● Work to complete
For each record below, output its text exactly and skip any picture.

● Dataset
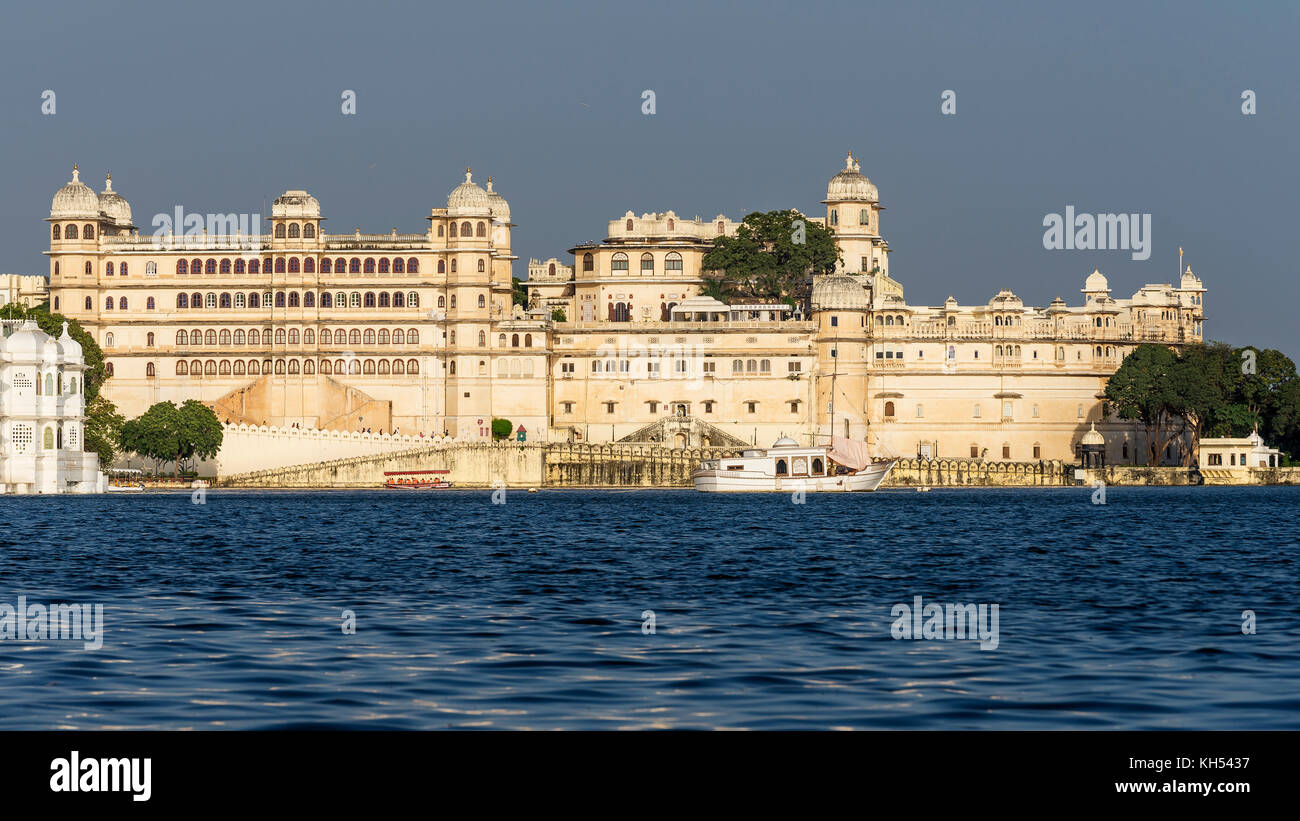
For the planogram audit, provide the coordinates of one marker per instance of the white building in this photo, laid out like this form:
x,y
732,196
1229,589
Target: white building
x,y
43,415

● Task output
For the planogram audit, provide the coordinates of one marker per instance of the white building in this photo, laid out like this form:
x,y
732,196
1229,589
Target: white building
x,y
43,415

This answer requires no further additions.